=== What is asked ===
Extract every line of the data below that contains the word "window", copying each line in full.

=== Material to process ===
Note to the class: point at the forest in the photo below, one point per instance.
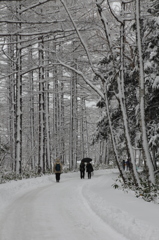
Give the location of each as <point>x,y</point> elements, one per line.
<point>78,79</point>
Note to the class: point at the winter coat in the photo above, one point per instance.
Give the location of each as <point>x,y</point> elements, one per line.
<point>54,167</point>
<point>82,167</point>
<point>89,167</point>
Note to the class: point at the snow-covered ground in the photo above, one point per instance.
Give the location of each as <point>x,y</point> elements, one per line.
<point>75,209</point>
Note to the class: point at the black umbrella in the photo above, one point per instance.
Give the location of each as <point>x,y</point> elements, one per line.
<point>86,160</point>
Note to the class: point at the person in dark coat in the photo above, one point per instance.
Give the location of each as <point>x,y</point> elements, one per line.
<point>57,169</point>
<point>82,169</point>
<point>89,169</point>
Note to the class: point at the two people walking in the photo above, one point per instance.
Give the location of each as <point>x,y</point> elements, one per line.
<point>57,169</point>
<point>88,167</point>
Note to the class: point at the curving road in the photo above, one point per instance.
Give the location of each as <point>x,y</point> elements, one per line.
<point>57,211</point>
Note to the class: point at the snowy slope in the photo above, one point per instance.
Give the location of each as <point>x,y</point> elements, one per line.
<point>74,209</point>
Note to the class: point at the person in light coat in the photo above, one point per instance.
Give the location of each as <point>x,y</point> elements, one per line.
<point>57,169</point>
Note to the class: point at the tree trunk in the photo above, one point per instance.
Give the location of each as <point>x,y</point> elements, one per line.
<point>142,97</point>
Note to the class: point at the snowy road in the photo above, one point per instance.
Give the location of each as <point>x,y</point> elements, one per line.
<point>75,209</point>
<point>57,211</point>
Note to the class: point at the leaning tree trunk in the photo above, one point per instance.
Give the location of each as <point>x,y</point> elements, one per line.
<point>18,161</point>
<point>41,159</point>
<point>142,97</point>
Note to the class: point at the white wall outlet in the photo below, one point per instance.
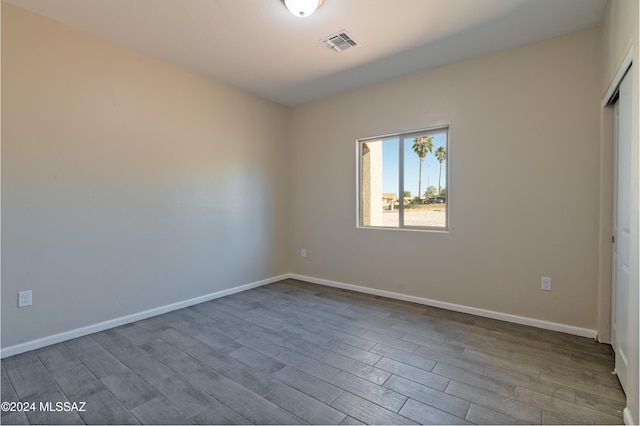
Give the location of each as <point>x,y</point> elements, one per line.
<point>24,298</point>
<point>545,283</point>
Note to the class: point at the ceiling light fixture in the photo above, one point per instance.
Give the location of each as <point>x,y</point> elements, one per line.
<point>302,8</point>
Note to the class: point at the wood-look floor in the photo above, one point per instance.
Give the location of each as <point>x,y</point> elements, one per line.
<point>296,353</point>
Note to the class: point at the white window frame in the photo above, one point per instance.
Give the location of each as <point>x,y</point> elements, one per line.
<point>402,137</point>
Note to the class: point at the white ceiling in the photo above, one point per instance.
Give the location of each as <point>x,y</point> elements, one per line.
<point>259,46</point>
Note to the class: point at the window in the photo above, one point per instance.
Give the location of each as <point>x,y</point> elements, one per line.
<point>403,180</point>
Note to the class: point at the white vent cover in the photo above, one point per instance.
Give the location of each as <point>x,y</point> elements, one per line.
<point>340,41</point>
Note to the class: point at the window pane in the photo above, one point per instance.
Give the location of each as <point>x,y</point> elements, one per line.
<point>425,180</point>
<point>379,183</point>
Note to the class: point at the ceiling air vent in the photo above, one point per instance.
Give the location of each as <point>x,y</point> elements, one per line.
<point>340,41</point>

==

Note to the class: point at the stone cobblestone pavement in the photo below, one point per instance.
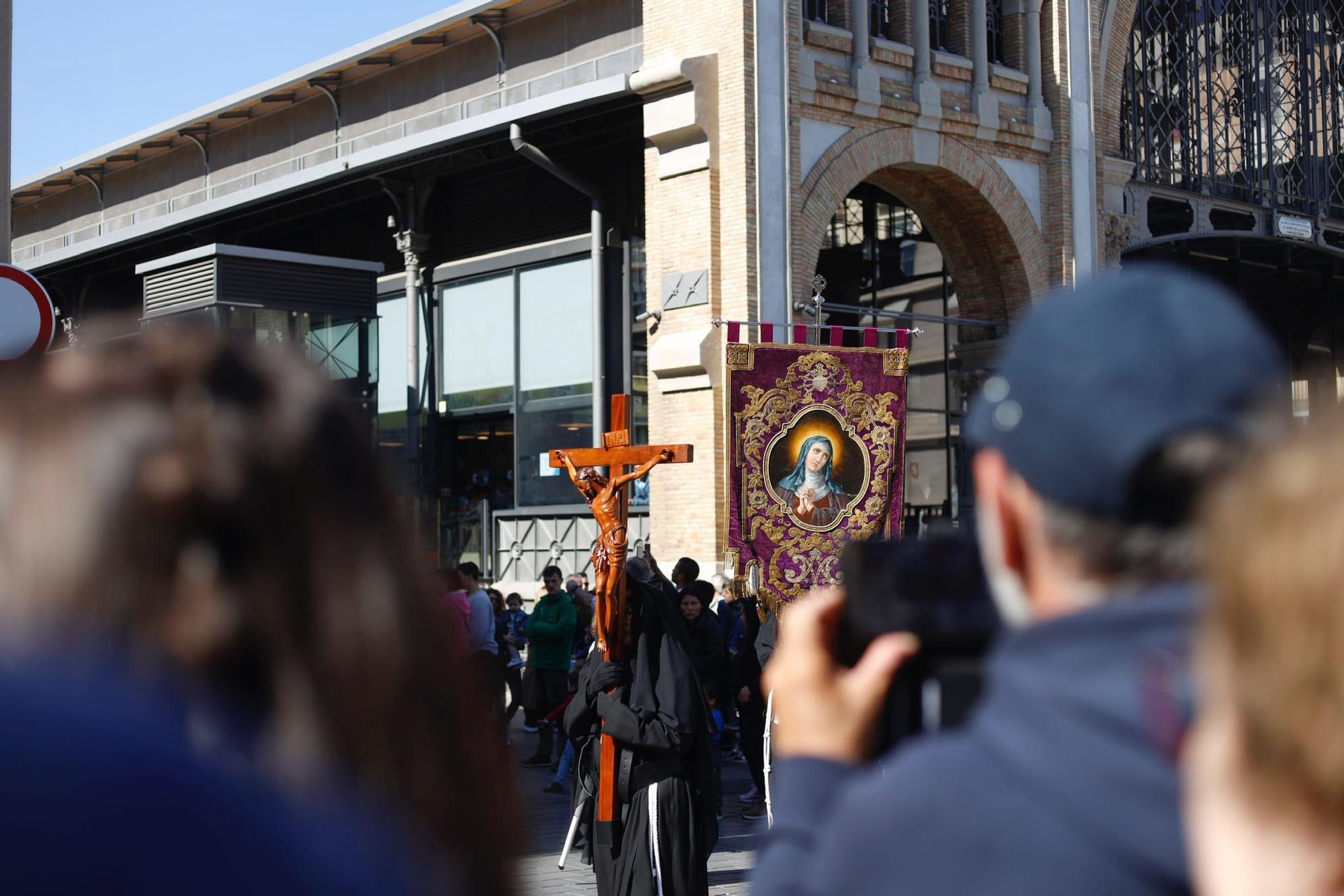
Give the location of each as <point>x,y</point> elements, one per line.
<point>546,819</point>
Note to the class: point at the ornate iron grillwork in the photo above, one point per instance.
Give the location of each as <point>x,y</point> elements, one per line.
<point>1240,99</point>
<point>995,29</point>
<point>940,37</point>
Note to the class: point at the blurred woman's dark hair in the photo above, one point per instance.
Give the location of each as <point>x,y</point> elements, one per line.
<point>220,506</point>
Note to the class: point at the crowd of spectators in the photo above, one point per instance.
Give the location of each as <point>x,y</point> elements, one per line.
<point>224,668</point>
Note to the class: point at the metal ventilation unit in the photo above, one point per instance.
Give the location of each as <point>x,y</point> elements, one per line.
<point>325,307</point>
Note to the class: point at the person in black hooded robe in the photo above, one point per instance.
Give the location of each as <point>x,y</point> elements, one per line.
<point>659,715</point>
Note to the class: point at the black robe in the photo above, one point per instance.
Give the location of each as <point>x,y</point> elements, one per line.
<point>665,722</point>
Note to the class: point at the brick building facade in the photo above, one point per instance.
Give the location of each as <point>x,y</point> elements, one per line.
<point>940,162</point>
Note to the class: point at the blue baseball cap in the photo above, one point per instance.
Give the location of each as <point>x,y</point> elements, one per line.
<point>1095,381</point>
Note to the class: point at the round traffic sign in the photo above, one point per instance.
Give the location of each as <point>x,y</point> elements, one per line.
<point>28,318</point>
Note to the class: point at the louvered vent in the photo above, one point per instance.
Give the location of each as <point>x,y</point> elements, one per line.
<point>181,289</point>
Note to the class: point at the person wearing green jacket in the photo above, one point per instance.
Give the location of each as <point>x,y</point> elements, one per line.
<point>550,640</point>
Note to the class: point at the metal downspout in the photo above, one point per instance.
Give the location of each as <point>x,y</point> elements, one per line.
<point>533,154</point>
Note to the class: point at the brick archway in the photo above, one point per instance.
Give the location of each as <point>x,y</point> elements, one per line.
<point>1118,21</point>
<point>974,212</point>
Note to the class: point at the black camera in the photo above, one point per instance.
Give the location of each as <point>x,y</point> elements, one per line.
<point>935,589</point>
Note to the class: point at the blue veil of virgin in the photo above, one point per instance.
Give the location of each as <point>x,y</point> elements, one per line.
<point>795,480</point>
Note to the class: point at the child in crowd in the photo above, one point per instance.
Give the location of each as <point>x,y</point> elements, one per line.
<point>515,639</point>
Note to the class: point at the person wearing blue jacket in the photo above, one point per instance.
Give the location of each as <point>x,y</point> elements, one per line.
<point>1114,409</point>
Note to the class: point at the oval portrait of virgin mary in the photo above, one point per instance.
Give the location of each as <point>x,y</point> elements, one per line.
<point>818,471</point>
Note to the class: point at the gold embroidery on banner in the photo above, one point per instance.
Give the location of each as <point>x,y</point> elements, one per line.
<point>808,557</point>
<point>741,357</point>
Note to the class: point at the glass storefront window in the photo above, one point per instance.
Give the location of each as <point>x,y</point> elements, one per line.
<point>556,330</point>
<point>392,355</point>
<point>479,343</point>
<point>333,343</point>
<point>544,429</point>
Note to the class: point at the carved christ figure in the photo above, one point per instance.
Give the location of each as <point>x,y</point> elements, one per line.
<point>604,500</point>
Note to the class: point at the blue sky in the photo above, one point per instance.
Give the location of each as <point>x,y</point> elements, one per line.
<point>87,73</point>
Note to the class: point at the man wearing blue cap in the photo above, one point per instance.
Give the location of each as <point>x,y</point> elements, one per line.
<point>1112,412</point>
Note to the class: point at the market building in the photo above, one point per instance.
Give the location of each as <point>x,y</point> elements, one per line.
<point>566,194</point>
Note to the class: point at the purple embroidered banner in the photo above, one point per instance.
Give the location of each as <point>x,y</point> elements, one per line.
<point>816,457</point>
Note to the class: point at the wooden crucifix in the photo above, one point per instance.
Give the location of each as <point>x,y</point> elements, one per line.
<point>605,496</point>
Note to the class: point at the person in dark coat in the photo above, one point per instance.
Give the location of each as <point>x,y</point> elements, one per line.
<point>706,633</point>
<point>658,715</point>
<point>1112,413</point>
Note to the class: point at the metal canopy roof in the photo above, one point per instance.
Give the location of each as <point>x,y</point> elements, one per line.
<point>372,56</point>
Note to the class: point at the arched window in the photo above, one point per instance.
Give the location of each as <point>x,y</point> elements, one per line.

=== Exercise answer ===
Note to the class: point at the white window frame in the photo above, one point per instance.
Note to the class: point at the window in the photo above, one point per instance.
Note to the class: point at the window pane in the photo above, one point per instance.
Note to the class: point at the glass storefront window in the photo above, one point per instance.
Note to the class: point at the arched window in the photo above, one point per instance.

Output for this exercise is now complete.